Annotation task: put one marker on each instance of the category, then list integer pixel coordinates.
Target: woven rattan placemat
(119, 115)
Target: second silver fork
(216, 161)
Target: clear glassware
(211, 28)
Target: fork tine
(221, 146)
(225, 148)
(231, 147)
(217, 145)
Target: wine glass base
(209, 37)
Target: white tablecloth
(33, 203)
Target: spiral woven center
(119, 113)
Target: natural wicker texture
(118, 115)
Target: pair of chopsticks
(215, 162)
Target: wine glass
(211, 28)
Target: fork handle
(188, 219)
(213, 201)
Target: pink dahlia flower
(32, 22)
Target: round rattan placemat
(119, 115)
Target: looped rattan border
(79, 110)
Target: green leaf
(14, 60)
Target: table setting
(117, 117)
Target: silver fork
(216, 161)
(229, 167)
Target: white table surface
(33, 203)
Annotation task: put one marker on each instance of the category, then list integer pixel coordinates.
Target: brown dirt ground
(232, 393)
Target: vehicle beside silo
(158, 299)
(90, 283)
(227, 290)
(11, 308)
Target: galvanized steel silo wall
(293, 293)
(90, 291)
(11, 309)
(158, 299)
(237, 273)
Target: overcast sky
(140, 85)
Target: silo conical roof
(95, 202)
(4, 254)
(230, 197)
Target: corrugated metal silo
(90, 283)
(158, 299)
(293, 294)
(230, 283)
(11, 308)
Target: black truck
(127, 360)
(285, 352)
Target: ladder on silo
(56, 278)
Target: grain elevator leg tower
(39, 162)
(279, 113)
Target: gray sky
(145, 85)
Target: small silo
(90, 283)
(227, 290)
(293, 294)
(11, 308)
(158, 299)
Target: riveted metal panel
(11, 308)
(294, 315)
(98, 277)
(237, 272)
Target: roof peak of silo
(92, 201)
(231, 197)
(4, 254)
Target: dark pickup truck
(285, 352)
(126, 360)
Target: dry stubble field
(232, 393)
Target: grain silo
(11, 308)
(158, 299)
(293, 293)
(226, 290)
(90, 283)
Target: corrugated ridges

════════════════

Required work:
Could you reproduce all of the data above, substituting "Object" for every occurrence of "Target" and leaving everything else unchanged?

Result for this task:
Annotation task: put one marker on each instance of the category, then list integer pixel coordinates.
Object: woven rattan placemat
(119, 115)
Object: second silver fork
(216, 161)
Object: clear glassware
(211, 28)
Object: fork tine
(221, 146)
(225, 148)
(231, 147)
(217, 145)
Object: wine glass base
(209, 37)
Object: white tablecloth
(33, 203)
Object: spiral woven center
(119, 113)
Object: natural wicker texture
(118, 115)
Object: pair of chopsticks
(215, 162)
Object: wine glass
(211, 28)
Object: fork handle
(188, 219)
(213, 201)
Object: pink dahlia flower
(32, 22)
Object: round rattan placemat
(119, 115)
Object: looped rattan border
(79, 110)
Object: green leaf
(14, 60)
Object: table setting
(117, 117)
Object: silver fork
(216, 161)
(229, 167)
Object: white table surface
(33, 203)
Annotation task: put one marker on each instance of the category, then list integer pixel coordinates.
Object: brown dirt ground
(232, 393)
Object: vehicle beside silo
(158, 299)
(90, 283)
(227, 290)
(11, 308)
Object: galvanized steel silo wall
(293, 293)
(90, 291)
(11, 309)
(158, 299)
(237, 273)
Object: overcast sky
(140, 85)
Object: silo conical roof
(95, 202)
(4, 254)
(230, 197)
Object: corrugated metal silo
(90, 283)
(158, 299)
(293, 294)
(230, 283)
(11, 308)
Object: black truck
(127, 360)
(285, 352)
Object: ladder on silo
(56, 278)
Object: grain elevator leg tower
(39, 162)
(279, 113)
Object: gray sky
(145, 85)
Object: small silo
(90, 283)
(227, 290)
(293, 294)
(11, 308)
(158, 299)
Object: riveted metal panel
(11, 308)
(294, 315)
(98, 277)
(237, 272)
Object: roof peak of silo
(92, 201)
(231, 197)
(4, 254)
Object: dark pickup truck
(285, 352)
(126, 360)
Object: dry stubble field
(232, 393)
Object: grain silo
(11, 308)
(158, 299)
(293, 293)
(226, 290)
(90, 283)
Object: corrugated ridges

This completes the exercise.